Extract to read =
----

I was completely unprepared to deal with her. To this day I a reluctant participant in her life. It is not because I don't love her it is because I do. It is just too difficult to be around someone you care about and feel so helpless. I had to learn how to process her not so typical responses to normal conversation. Many times she would say something that would trigger anger in those on the receiving end. I am still learning and at times not doing a very good job of it.
She believes in her heart that you should share whatever you have with the less fortunate. She does not comprehend why people should have more than they need, this goes for money, cars, clothes, computers, etc. She does live as she sees the world. She has brought homeless people to her house for a meal and a shower. She has put homeless people up for weeks at a time. She frequently will go without so others don't. She does some charity work with the church and donates money when she only has a few dollars in her pocket. When she has donated, given away or simply spent all her money she will make sure that her cat has food before she does. I am not saying my sister or my behaviour towards her is right or wrong. It just is what it is.
I was reluctant to post this information but after giving it some consideration it may help others to understand how and why at least one person became homeless. It may also give a little insight as to why their family members are reluctant participants in their lives.
My post #43 (http://projectavalon.net/forum4/showthread.php?109126-A-homeless-drifter-in-my-town&p=1323061&viewfull=1#post1323061) was written as advice to others that may have contact with a homeless person that is suffering. From the outside, all may look well but I assure you there is something going on. Respect, patience and kindness go a long way. Again apologies if my post seemed harsh in any way.
Innocent Warrior
12th November 2019, 03:07
I don’t care what caused a person to be homeless, whether it’s through no fault of their own or whether they messed up somehow, whether it’s by choice or not. It’s their life, that’s nobody else’s business.
I also don’t care if they appreciate it or not when I give them something. I once gave 50 dollars to a man who was busking for money. I had watched him days before, he was obviously hungry and had nothing but a guitar. I watched him play his guitar, scrape enough coins together to buy a burger and then he scoffed it down on the cement steps outside of the shop.
He was beaming when I gave him the money when I next saw him and then insisted he play me a song, then he proceeded to play a crappy song that he seemed to make up on the fly and it was about him being gay. In his mind it seemed more likely I wanted something from him than it being given to him out of kindness.
I’ve handed a packet of cigarettes to a woman going through the ashtrays for butts, she didn’t look up, just took them and walked off.
Whatever restores a little dignity, makes their life just a little easier that day, and sends the message that this world isn’t completely heartless, I’ll do, no conditions. It’s just money and stuff, I have enough, and it’s nothing compared to a human heart.
TomKat
12th November 2019, 03:11
I’ve handed a packet of cigarettes to a woman going through the ashtrays for butts, she didn’t look up, just took them and walked off.
Some of them seem to be operating at an animal level.
thepainterdoug
12th November 2019, 23:11
RGRAY
IM SURPRISED! i didn't find your response offensive at all. I agreed with you. so NO APOLOGY NEEDED!!
I apologize for wording an unclear response if thats what you gleaned from it.
and Innocent Warrior, exactly! Totally agree.

----

Region pointing data
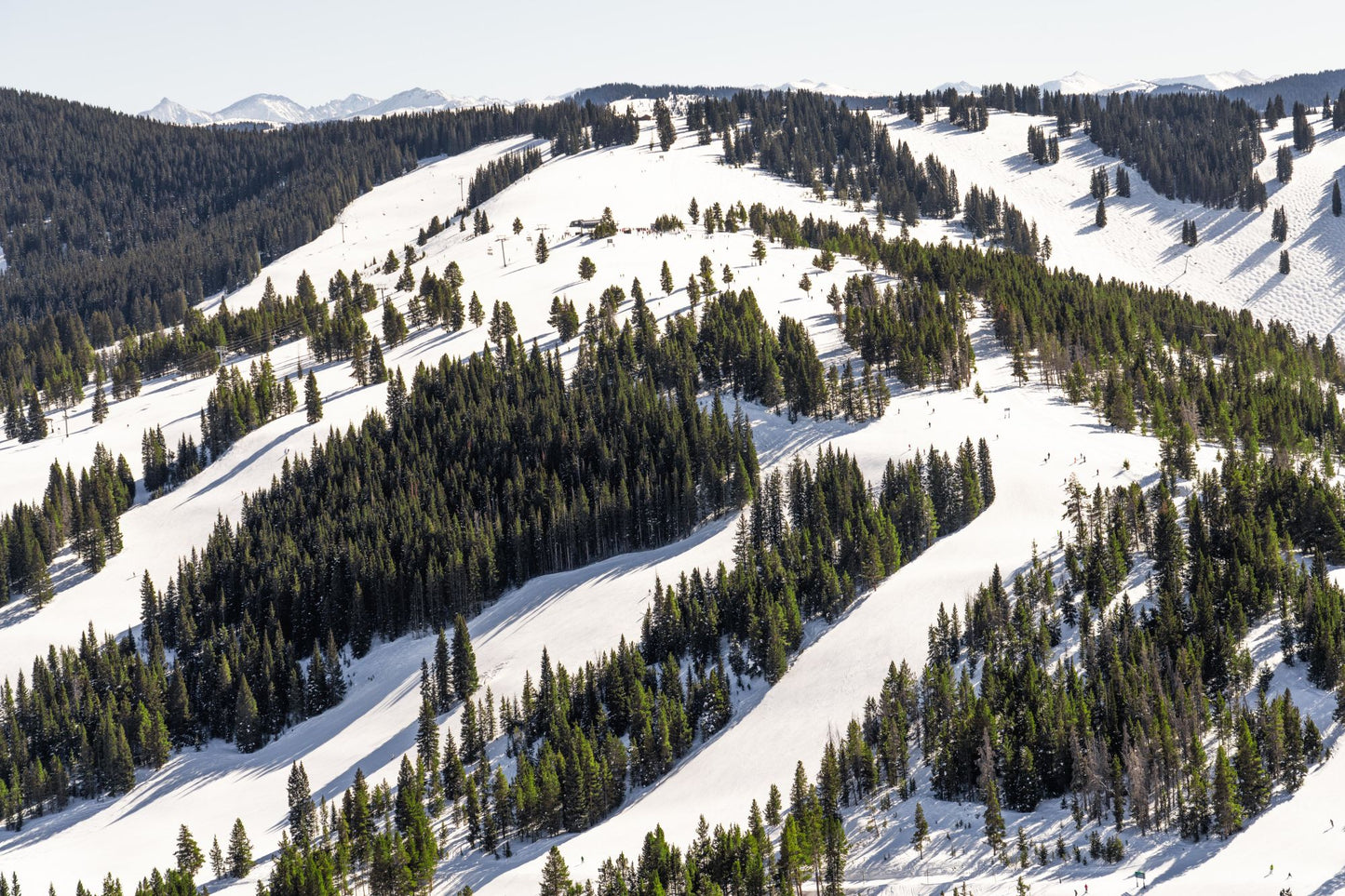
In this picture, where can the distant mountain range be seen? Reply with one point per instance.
(1217, 82)
(268, 108)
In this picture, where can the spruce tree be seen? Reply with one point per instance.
(556, 876)
(312, 398)
(189, 853)
(1229, 811)
(994, 818)
(921, 830)
(303, 813)
(217, 859)
(248, 733)
(100, 395)
(464, 660)
(239, 850)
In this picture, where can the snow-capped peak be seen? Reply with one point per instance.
(171, 112)
(1075, 82)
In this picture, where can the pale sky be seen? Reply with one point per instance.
(129, 54)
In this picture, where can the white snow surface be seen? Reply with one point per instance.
(281, 111)
(1235, 264)
(1034, 436)
(1215, 81)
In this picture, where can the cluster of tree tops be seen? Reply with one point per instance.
(775, 853)
(498, 174)
(1044, 151)
(990, 217)
(792, 564)
(114, 225)
(81, 510)
(1133, 352)
(1123, 729)
(568, 733)
(429, 510)
(813, 140)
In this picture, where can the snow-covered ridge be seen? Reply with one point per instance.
(281, 111)
(1214, 82)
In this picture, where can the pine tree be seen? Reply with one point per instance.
(217, 859)
(1284, 165)
(921, 830)
(100, 395)
(556, 876)
(1229, 811)
(35, 427)
(464, 660)
(303, 814)
(239, 850)
(248, 733)
(312, 398)
(189, 853)
(994, 818)
(664, 124)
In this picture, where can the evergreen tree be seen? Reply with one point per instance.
(248, 732)
(100, 395)
(217, 859)
(921, 832)
(312, 398)
(664, 124)
(556, 876)
(189, 853)
(395, 326)
(1229, 811)
(303, 813)
(994, 818)
(1284, 165)
(464, 661)
(239, 850)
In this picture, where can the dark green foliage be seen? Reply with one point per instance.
(664, 124)
(1044, 151)
(989, 217)
(1190, 147)
(1178, 662)
(498, 174)
(1284, 165)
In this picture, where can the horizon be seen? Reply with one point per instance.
(156, 50)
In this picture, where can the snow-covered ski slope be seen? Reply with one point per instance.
(1236, 262)
(585, 611)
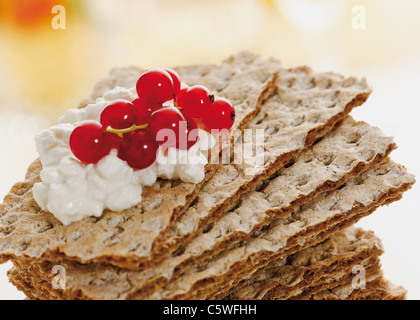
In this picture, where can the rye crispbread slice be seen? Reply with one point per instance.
(322, 217)
(305, 106)
(311, 224)
(377, 288)
(311, 267)
(343, 153)
(324, 95)
(311, 270)
(128, 237)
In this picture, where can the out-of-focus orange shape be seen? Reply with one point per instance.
(28, 12)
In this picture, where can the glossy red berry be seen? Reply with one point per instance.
(142, 111)
(139, 149)
(118, 115)
(188, 135)
(195, 102)
(89, 143)
(222, 115)
(175, 80)
(156, 86)
(164, 125)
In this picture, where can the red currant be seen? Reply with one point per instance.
(139, 149)
(195, 102)
(175, 79)
(118, 115)
(222, 115)
(164, 125)
(188, 135)
(89, 143)
(142, 111)
(156, 86)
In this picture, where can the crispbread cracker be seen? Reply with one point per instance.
(306, 105)
(342, 154)
(312, 223)
(377, 288)
(312, 269)
(128, 237)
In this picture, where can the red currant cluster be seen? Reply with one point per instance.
(137, 129)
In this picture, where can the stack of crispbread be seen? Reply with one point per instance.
(276, 231)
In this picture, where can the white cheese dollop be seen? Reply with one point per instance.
(71, 190)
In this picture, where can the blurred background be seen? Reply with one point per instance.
(52, 52)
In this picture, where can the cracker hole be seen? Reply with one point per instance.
(208, 228)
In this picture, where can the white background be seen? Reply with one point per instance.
(394, 107)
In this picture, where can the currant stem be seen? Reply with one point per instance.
(120, 132)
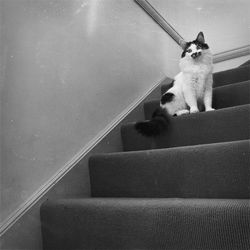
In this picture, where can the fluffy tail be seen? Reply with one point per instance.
(156, 126)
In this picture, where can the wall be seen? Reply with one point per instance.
(71, 68)
(225, 23)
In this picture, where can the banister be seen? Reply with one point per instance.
(158, 18)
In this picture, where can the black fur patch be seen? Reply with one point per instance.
(197, 43)
(168, 97)
(156, 126)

----

Exercise instructions =
a: Answer these questions from the thread on homelessness:
(i) How much money did Innocent Warrior give the man who was busking?
(ii) What does the sister make sure her cat has before she does?
(iii) Who posted at 03:11 on 12th November 2019?
b: Please retype the part of the thread on homelessness starting with "Some of them" and going on through "exactly! Totally agree.".
The items are separate material, apart from the thread on homelessness.

Per-task answers =
a:
(i) 50 dollars
(ii) Food
(iii) TomKat

b:
Some of them seem to be operating at an animal level.
thepainterdoug
12th November 2019, 23:11
RGRAY
IM SURPRISED! i didn't find your response offensive at all. I agreed with you. so NO APOLOGY NEEDED!!
I apologize for wording an unclear response if thats what you gleaned from it.
and Innocent Warrior, exactly! Totally agree.